REQUIRED WORK - Nothing in the entries below may be altered; print them as they stand.
─── SOURCE MATERIAL
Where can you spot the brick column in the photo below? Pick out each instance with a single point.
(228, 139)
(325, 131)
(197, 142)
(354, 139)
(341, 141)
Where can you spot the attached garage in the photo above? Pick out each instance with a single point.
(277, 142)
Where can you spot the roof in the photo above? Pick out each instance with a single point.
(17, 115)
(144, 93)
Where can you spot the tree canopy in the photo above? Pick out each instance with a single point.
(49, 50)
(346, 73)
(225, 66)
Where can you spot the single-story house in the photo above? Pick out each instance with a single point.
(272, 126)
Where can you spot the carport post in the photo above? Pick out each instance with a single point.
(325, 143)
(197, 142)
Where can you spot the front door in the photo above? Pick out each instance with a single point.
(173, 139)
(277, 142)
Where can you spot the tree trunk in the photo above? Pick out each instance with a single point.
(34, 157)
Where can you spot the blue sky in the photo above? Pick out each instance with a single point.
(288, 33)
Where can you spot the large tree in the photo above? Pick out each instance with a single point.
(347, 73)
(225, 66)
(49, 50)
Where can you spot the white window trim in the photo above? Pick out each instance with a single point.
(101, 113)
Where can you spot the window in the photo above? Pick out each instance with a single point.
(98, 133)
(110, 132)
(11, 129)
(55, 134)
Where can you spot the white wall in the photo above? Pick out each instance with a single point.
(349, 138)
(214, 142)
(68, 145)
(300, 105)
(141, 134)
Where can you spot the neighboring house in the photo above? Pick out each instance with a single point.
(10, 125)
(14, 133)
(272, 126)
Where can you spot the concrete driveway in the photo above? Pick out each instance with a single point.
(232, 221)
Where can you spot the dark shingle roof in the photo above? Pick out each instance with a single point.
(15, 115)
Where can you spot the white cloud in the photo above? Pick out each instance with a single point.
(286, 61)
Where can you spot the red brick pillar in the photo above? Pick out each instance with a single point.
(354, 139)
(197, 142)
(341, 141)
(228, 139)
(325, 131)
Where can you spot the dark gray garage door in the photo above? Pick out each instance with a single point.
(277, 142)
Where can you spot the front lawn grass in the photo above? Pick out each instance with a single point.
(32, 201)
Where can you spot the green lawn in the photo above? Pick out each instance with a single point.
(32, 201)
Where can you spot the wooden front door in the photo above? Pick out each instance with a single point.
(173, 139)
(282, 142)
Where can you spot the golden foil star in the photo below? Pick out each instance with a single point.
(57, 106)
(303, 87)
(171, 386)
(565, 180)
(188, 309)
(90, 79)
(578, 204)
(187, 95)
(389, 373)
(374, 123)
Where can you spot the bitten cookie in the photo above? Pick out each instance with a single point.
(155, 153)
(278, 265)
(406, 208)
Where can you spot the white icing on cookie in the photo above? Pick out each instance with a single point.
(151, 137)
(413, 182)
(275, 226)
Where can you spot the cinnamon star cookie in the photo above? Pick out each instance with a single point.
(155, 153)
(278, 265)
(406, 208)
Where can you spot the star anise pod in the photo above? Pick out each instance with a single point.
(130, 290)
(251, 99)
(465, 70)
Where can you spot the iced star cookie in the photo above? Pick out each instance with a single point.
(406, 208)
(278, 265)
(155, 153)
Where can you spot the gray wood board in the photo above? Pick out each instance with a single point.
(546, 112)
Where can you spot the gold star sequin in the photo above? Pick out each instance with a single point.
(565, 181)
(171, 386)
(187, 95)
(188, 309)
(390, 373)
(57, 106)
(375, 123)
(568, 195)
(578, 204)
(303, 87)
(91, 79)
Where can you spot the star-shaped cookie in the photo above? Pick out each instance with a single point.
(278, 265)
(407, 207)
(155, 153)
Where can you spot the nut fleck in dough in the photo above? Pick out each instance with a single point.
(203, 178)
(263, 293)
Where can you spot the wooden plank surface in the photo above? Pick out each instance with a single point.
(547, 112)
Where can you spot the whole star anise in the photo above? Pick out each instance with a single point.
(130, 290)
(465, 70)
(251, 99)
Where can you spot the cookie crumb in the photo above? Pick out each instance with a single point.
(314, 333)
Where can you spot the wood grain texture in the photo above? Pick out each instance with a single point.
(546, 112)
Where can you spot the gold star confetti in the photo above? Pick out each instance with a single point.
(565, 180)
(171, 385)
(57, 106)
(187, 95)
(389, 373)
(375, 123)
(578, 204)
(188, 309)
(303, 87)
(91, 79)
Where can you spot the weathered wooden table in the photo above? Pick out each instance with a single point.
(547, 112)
──────
PROBLEM SOLUTION -
Where can you spot the brick column in the photo below? Pick out each instance with a single point.
(228, 139)
(325, 131)
(197, 142)
(354, 139)
(341, 141)
Where can you spot the attached garage in the photo above? Pick out each instance with a single point.
(277, 142)
Where can you spot the roof in the photo above? Pick out each instance with a single point.
(17, 115)
(144, 93)
Where can you spot the tree canopy in the photo above? Pick out each instance with a single point.
(49, 50)
(346, 73)
(225, 66)
Where can you spot the single-story house in the photo above? Pick out each instance with a single point.
(272, 126)
Where can you spot the carport post in the photo above? Pick out each instance with a single point.
(325, 143)
(197, 142)
Where can you spot the front door in the photo above? Pick out each instance with a single point.
(173, 139)
(277, 142)
Where can you spot the tree trunk in the photo above? Pick out each instance with a single point.
(34, 157)
Where can you spot the blue sky in the photo above? Pick out each instance with a single point.
(288, 33)
Where can you spot the large tree in the photo above? Pick out each instance with a single point.
(347, 73)
(225, 66)
(49, 50)
Where can you spot the white window trim in the photo above? Pick out each instance with a single point.
(101, 113)
Where can you spot the window in the photo above? Pick out each instance with a single point.
(98, 133)
(110, 132)
(11, 129)
(55, 134)
Where can you spot the white wall in the photo above? Pick out each instance with a single point.
(349, 138)
(214, 142)
(68, 145)
(300, 105)
(141, 134)
Where can you spot the neighboring house in the photo above? Pick out each instance with a single point.
(10, 125)
(14, 133)
(272, 126)
Where can you spot the concrete driveway in the photo above? Pick out each instance with a single point.
(232, 221)
Where can you spot the dark shingle roof in the photo above? Pick out each instance with a single point.
(15, 115)
Where can you spot the white cloud in the photo above? Pick out each instance with a single point.
(286, 61)
Where can you spot the red brick pillar in the photo above? Pick out each instance with a single point.
(354, 139)
(197, 142)
(341, 141)
(228, 139)
(325, 131)
Where can you spot the dark gray garage door in the photo above? Pick out each instance with a single point.
(277, 142)
Where can you spot the front lawn grass in the photo above? Pick out each instance with a single point.
(32, 201)
Where can you spot the green lawn in the photo above? Pick out each instance with a single point.
(32, 201)
Where can you spot the wooden front door in the photo above? Pick out each instance with a single point.
(173, 139)
(282, 142)
Where can you spot the golden foil star in the photo below? Pick out each instance with a single point.
(57, 106)
(303, 87)
(171, 386)
(565, 180)
(188, 309)
(90, 79)
(578, 204)
(187, 95)
(389, 373)
(374, 123)
Where can you spot the bitten cookie in the photo above? Pick out each instance with a single point.
(155, 153)
(278, 265)
(406, 208)
Where can you spot the white icing on cookie in the photo above? Pick out each instance with a single point.
(151, 137)
(413, 182)
(275, 226)
Where can you spot the cinnamon star cookie in the photo above? Pick out each instance with a single point.
(155, 153)
(278, 265)
(406, 208)
Where can you spot the star anise pod in the photo above? Pick out each instance with a single point.
(130, 290)
(251, 99)
(465, 70)
Where can you spot the iced star cookie in the photo above? Pick out each instance with a single point.
(406, 208)
(278, 265)
(155, 153)
Where can you spot the gray wood board in the photo above? Pick out each instance with a single point.
(546, 112)
Where can you spot the gold star sequin in the photo above? Pick out each instance with a single point.
(565, 181)
(171, 386)
(187, 95)
(188, 309)
(390, 373)
(57, 106)
(375, 123)
(568, 195)
(578, 204)
(303, 87)
(91, 79)
Where can you spot the star-shaped cookie in the photo above? Pick out each instance with a single point.
(278, 265)
(407, 207)
(155, 153)
Where can you spot the nut fleck in dough in the photo above? Pick out each instance with a single point.
(203, 178)
(263, 293)
Where can you spot the wooden plank surface in the photo above? Pick out each instance with a single point.
(547, 112)
Where can you spot the whole star anise in the photo above? Pick out each instance with a single point.
(130, 290)
(465, 70)
(251, 99)
Where can you spot the cookie crumb in the photo above? Pick out each instance with a single point.
(314, 333)
Where can you spot the wood grain texture in the photo above? Pick out each instance with a single point.
(546, 112)
Where can you spot the gold star confetti in the photo above? Pick out each instance with a single point.
(565, 180)
(171, 385)
(57, 106)
(187, 95)
(389, 373)
(375, 123)
(578, 204)
(188, 309)
(303, 87)
(91, 79)
Where can you spot the weathered wooden table in the photo above? Pick out each instance with a single point.
(547, 112)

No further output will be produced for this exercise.